**Dataset entries:**
***
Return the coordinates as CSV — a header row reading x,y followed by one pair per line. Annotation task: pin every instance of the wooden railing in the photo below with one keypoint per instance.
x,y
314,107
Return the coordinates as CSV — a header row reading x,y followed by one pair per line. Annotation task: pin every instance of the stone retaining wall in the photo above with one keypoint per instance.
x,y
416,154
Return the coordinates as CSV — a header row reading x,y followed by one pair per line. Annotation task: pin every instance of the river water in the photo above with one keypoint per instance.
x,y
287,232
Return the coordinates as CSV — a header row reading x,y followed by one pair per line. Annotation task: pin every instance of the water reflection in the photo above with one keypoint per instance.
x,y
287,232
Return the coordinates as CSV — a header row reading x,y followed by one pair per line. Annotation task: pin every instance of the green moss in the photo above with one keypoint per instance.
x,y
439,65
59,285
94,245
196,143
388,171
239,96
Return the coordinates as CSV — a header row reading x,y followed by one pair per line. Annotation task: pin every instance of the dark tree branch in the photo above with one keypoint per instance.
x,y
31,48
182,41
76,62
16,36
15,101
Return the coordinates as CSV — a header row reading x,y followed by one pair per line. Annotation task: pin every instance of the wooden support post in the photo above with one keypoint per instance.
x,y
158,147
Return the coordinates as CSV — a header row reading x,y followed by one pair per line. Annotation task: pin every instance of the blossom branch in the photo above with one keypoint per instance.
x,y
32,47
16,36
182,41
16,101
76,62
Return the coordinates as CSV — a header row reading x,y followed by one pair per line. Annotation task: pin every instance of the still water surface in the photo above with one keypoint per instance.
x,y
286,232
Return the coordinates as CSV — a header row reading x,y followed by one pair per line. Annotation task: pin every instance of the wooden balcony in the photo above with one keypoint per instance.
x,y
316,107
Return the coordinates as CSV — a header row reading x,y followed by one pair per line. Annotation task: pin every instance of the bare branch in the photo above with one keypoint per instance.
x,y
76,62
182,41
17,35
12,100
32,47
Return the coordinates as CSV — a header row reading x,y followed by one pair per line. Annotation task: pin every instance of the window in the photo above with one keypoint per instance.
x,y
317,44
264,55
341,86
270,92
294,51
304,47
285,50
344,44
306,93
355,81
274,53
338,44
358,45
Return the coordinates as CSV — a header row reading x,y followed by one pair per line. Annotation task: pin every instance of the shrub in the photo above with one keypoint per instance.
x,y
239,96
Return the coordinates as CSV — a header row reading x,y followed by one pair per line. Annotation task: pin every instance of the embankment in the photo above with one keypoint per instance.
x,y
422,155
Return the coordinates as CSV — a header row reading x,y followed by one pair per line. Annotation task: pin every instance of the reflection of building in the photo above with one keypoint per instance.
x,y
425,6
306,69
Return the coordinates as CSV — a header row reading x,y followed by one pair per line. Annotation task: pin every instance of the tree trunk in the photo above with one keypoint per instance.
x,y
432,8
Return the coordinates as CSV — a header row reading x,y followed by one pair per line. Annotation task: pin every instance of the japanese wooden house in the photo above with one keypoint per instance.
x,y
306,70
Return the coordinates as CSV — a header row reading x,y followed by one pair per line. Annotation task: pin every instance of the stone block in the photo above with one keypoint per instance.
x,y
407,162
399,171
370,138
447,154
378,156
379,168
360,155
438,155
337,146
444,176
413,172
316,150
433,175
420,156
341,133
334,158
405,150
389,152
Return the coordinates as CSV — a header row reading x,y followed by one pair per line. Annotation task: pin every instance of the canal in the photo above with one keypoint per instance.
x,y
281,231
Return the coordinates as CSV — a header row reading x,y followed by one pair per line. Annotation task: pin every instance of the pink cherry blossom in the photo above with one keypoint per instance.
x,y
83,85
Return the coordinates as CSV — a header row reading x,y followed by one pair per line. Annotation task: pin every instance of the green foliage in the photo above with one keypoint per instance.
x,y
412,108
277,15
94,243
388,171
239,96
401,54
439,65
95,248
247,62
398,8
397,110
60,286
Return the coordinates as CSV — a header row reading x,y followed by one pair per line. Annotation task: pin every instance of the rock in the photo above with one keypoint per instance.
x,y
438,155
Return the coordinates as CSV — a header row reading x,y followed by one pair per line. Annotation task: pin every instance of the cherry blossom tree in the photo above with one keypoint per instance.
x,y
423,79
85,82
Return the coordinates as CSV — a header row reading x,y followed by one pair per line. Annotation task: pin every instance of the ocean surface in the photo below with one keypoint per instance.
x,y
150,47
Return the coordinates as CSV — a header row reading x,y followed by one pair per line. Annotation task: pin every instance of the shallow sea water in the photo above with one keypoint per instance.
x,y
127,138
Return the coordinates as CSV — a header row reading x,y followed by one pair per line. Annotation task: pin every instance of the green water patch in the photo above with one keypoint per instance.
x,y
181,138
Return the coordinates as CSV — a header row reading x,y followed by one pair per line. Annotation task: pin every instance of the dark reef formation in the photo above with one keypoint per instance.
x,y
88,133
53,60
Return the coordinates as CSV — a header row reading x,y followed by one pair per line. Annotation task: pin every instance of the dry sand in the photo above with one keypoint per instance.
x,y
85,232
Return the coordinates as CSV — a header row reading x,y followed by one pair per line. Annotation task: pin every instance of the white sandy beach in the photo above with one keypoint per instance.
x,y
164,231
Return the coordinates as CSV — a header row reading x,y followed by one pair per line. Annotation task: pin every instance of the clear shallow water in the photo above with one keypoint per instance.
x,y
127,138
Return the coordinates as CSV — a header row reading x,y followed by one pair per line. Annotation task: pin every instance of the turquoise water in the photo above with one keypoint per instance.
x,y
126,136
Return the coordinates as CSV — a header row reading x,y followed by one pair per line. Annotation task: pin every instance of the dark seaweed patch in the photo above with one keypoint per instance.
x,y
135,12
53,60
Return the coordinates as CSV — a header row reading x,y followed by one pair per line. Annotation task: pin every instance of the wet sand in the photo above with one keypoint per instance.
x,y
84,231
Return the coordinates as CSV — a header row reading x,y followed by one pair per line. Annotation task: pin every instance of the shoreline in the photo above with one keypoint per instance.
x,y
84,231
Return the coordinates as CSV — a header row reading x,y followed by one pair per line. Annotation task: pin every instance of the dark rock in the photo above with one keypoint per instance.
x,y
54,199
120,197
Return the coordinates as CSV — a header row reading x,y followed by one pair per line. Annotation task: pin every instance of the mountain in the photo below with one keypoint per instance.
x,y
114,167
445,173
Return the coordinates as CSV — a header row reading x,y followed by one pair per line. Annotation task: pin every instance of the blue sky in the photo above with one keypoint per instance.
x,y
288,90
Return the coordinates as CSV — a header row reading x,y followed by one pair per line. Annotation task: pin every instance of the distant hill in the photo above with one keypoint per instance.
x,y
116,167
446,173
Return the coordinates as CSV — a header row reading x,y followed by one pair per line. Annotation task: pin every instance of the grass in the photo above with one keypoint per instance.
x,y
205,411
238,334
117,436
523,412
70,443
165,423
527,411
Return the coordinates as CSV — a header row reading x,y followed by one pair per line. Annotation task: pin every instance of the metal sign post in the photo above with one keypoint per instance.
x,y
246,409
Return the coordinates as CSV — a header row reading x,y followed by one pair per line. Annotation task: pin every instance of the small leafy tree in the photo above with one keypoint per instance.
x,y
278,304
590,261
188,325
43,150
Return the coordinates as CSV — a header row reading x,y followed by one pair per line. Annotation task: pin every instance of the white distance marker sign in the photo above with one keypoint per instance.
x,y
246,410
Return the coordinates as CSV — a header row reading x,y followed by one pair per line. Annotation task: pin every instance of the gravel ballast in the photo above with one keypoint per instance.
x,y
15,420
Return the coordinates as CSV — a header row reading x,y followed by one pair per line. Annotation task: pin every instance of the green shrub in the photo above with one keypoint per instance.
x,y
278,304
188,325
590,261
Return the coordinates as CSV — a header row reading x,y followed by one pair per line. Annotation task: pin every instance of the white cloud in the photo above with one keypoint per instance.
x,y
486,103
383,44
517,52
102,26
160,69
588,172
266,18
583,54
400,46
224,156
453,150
***
**Directions:** The output consists solely of the lines from the line that contains "of the small" through the final line of the data.

**Answer space:**
Return the coordinates as CSV — a header row reading x,y followed by one pair per line. Annotation task: pin every instance of the small leafy tree in the photo above with one keypoint per instance.
x,y
278,304
590,261
188,325
43,150
Return the coordinates as CSV — a header row reading x,y followed by one pair per line. Annotation task: pin every instance of the white distance marker sign in the photo above with one keypoint per instance.
x,y
246,410
Return the coordinates as CSV — a header row reading x,y followed by one pair per line. Annotation task: pin every instance of the gravel ballast in the photo above with one keypoint per instance.
x,y
15,420
Return the coordinates as CSV — a header row reading x,y followed by one pair per line. Annotation task: pin every instance of the green shrub in the photo above with one keypoint per instance.
x,y
278,304
188,325
590,261
Return the coordinates as CSV — a header row reading x,y followed by one pair per line. Annotation task: pin every instance of the white cloud in the photo above with one keypoint per instance.
x,y
486,103
383,44
517,52
102,26
160,69
588,172
266,18
583,54
400,46
224,156
453,150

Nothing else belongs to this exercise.